<<<<
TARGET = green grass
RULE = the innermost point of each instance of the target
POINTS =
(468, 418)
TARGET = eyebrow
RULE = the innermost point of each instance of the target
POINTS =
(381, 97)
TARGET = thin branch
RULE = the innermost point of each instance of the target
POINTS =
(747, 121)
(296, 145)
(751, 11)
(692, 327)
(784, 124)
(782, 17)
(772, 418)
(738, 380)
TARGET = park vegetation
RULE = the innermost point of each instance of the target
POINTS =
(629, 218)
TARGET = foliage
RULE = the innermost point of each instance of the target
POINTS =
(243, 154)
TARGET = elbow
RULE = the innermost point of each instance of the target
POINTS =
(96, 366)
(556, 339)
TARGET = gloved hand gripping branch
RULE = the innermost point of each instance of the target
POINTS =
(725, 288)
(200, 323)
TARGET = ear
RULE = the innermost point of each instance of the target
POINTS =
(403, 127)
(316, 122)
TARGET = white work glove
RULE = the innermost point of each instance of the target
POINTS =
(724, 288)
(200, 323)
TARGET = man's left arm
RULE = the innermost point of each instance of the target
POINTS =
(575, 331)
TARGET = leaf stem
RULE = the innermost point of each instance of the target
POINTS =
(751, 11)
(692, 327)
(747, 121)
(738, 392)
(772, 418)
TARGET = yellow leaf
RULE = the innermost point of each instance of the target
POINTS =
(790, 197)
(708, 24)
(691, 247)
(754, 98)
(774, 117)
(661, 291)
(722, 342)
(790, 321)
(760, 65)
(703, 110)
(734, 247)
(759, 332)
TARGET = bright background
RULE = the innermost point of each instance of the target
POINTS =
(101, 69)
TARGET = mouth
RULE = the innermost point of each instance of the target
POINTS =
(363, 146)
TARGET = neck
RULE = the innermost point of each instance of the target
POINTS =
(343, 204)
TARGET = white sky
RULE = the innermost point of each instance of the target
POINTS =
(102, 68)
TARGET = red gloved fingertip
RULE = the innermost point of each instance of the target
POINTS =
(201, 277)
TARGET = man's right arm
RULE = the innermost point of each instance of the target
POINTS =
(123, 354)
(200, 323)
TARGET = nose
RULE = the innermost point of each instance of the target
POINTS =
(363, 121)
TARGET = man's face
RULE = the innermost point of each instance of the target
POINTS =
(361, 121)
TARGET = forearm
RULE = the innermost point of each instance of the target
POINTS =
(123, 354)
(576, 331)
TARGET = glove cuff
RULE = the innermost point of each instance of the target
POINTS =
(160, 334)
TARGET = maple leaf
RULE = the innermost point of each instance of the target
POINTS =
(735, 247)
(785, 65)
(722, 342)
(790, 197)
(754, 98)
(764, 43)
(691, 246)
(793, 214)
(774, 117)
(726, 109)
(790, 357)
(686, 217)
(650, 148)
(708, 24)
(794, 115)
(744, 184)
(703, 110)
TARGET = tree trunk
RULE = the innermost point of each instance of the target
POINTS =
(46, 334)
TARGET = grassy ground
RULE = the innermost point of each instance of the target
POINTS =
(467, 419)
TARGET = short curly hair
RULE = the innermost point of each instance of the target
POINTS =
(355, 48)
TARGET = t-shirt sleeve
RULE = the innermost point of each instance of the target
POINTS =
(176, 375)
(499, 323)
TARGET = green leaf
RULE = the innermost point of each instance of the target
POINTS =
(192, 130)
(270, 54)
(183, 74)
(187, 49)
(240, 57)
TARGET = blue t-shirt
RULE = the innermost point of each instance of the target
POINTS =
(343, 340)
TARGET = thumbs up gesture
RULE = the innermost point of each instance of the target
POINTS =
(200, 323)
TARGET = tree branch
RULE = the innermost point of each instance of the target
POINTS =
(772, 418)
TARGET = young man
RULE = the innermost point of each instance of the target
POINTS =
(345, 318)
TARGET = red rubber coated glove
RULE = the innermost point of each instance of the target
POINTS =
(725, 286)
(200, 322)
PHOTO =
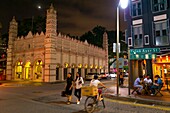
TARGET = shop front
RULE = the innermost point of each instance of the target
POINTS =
(161, 67)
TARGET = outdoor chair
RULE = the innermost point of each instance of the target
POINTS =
(134, 89)
(158, 91)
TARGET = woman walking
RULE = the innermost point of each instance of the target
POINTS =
(78, 84)
(69, 87)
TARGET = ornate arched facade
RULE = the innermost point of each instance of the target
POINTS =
(49, 57)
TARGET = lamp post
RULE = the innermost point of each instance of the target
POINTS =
(123, 4)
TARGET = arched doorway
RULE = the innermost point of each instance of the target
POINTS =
(18, 70)
(27, 70)
(38, 70)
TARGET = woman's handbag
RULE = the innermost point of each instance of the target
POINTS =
(63, 93)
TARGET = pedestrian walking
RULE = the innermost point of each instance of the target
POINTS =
(69, 87)
(78, 84)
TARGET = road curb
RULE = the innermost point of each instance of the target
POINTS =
(138, 100)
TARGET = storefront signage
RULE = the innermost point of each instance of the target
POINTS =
(144, 50)
(142, 56)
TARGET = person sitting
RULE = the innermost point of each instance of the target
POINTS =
(137, 84)
(156, 85)
(147, 80)
(95, 82)
(147, 84)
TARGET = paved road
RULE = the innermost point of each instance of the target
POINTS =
(47, 99)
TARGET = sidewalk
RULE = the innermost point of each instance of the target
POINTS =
(123, 93)
(143, 99)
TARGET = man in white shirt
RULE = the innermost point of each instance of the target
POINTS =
(96, 82)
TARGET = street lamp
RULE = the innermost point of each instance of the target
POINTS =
(123, 4)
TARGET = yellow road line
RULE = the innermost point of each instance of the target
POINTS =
(141, 105)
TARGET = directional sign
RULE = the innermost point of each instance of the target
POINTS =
(142, 56)
(144, 50)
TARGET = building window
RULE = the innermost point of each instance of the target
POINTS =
(161, 33)
(138, 36)
(159, 5)
(136, 8)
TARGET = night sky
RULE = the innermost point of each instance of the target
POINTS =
(75, 17)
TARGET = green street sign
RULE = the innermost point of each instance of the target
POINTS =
(142, 56)
(144, 50)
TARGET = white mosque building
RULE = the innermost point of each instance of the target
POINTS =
(49, 57)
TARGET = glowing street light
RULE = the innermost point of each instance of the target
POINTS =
(123, 4)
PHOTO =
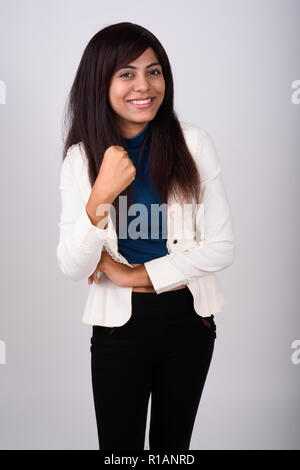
>>>>
Challenge -
Pick out every line above that contains the string "shirt", matching case exactly.

Response below -
TARGET = t-shirt sleeve
TARGET = blue t-shirt
TARGET = man in white shirt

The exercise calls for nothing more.